Mediterranean European rice fields provide important habitats for migrating waterbirds. In winter, one waterbird species that particularly benefits from rice fields is the Northern Lapwing (Vanellus vanellus), a species threatened in Europe. To assess the effect of agri-environmental measures on rice field selection and use by wintering lapwings, bird counts were conducted in northeastern Spain during two consecutive winters (2005-2006 and 2006-2007). Information on two mandatory post-harvest management prescriptions of the agri-environment schemes was collected, namely winter flooding (percent ground surface covered by water) and whether fields were rolled or not. The number of lapwings in rolled fields was significantly higher compared to non-rolled fields. For instance, an average rolled field with 50% water cover (percentage at which lapwing abundance more or less peaked) would host an estimated 12.03 ± 0.52 SE lapwings versus 0.18 ± 0.58 in a non-rolled field. While the maximum abundance of lapwings in rolled fields was found at an intermediate percentage of water cover (about 25 to 75%), the number of lapwings increased steadily with water cover in non-rolled fields. Rice post-harvest practices derived from the agri-environment schemes are beneficial for biodiversity, promoting the conservation of suitable habitats for waterbirds.

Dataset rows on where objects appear
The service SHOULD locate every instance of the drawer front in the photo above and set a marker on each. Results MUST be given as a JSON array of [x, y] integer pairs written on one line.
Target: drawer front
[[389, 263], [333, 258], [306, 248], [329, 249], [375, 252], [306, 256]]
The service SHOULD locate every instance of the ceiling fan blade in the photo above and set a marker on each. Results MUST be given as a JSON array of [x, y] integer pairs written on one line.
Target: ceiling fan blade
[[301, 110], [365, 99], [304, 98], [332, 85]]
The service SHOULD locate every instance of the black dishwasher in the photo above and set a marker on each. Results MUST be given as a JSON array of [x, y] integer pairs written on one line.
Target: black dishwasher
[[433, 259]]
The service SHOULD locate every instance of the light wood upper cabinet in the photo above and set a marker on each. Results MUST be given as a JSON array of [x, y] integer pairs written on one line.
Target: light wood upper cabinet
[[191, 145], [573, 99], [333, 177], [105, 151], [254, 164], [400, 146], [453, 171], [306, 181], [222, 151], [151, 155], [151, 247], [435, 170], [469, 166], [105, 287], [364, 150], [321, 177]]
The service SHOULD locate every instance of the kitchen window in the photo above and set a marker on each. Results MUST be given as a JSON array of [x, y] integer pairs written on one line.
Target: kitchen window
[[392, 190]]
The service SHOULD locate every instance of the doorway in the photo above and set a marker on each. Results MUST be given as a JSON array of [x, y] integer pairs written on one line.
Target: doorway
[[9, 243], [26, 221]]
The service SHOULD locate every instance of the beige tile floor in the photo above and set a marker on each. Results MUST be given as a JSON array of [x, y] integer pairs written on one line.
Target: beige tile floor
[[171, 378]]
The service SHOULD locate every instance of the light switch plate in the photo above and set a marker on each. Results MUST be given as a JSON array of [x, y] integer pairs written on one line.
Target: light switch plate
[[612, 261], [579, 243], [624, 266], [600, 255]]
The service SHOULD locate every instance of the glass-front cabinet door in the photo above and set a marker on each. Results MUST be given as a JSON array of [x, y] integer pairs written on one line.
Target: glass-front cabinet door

▶ [GIVEN TASK 1] List the four figures given in the lapwing text for estimated lapwing numbers and their standard errors in a field with 50% water cover.
▶ [GIVEN TASK 2]
Answer these from the lapwing text:
(a) In what region were the bird counts conducted?
(b) How was winter flooding measured?
(c) In non-rolled fields, how did lapwing numbers change as water cover rose?
▶ [GIVEN TASK 3] Please continue the lapwing text with the next part, starting after its final sentence.

▶ [ANSWER 1]
- 12.03 (rolled field, estimate)
- 0.52 (rolled field, SE)
- 0.18 (non-rolled field, estimate)
- 0.58 (non-rolled field, SE)

▶ [ANSWER 2]
(a) Northeastern Spain.
(b) As the percent of ground surface covered by water.
(c) They increased steadily.

▶ [ANSWER 3]
It is estimated that natural wetlands have been reduced by 80-90% in the Mediterranean region (Finlayson et al. 1992), and approximately 23% of the remaining wetlands are artificial (e.g., rice fields, salt pans; Perennou et al. 2012). Rice fields, which are among the most important artificial habitats, account for 15% of the world's wetlands (Lawler 2001). Within the European Union, rice cultivation in the Mediterranean currently covers about 445,000 ha, with Italy and Spain making up nearly 80% of the overall production (53% and 25%, respectively; FAOSTAT 2016). Several studies have demonstrated that Mediterranean European rice fields constitute an important habitat for migrating waterbirds, both during the breeding and wintering periods (e.g., Sánchez-Guzmán et al. 2007; Longoni 2010; Masero et al. 2011; Pernollet et al. 2015a).
Especially in countries with a long tradition of rice farming, rice fields may represent a significant proportion of suitable habitat for waterbirds, to the point of being considered as surrogates of natural wetlands (e.g., Fasola and Ruiz 1996; Toral and Figuerola 2010). However, the suitability of rice fields for waterbirds largely depends on the type of farming practices implemented (Elphick et al. 2010; Longoni 2010; Pernollet et al. 2015b; Niang et al. 2016). As an example, during the post-harvest period, straw management activities may involve cutting the straw into small pieces and rolling the field to mix the stubble and incorporate it into the soil (Elphick and Oring 1998; Elphick et al. 2010). This process is usually combined with flooding, which increases decomposition (Elphick et al. 2010).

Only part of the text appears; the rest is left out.